▶ The task
Out of the lines below, please list those that hold the string "indicate".

▶ Extracted information
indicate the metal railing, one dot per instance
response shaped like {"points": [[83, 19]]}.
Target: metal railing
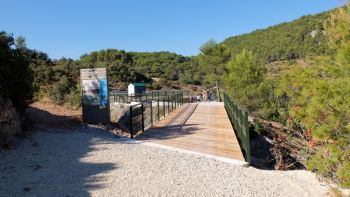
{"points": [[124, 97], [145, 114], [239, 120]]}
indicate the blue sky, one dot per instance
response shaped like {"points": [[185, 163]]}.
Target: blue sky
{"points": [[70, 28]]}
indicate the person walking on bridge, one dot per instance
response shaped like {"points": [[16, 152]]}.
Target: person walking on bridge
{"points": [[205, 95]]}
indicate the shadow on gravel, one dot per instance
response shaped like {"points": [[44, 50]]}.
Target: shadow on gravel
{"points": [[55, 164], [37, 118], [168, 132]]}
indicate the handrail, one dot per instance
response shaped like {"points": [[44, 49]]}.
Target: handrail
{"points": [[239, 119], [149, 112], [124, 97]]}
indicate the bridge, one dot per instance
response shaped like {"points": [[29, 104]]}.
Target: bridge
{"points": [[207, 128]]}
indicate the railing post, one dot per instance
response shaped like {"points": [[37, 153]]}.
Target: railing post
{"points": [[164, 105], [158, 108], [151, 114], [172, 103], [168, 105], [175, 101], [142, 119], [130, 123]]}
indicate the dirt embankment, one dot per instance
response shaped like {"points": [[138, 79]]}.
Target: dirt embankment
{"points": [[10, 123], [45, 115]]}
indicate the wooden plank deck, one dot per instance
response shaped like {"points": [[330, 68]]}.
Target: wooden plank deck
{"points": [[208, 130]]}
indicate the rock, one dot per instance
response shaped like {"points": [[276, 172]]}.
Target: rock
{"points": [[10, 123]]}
...
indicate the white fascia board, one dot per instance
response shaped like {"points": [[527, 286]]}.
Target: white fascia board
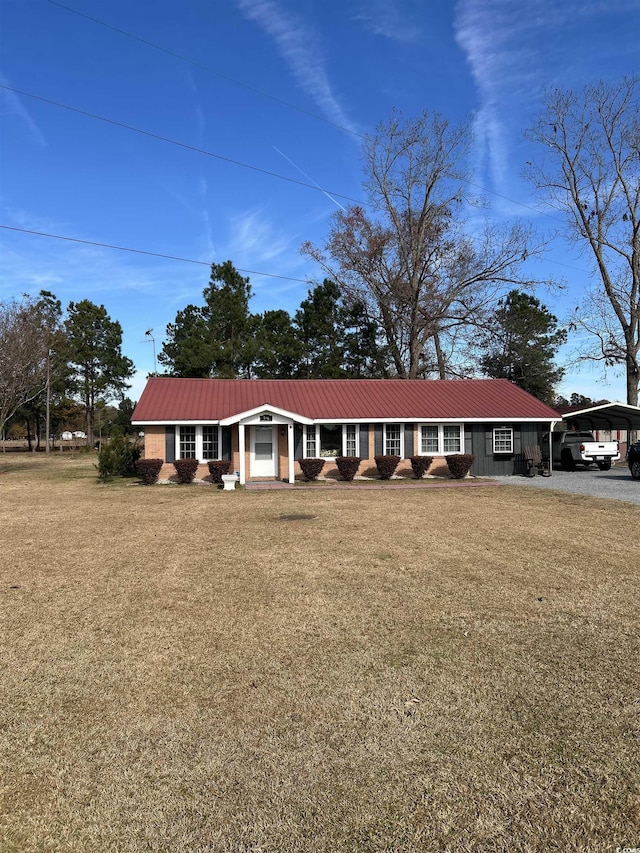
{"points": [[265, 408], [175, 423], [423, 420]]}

▶ Exercise solution
indicate the metal railing, one dot per instance
indicate the blue sky, one dot per instance
indicate the person walking on bridge, one dot per instance
indicate the shadow on gravel, one dot per instance
indicate the handrail, one dot per instance
indicate the bridge, one dot per instance
indicate the railing post, one dot per instance
indicate the dirt embankment, one dot per instance
indicate the wooden plank deck, one dot per instance
indicate the rock, one dot per instance
indicate the white fascia board, one dot per instance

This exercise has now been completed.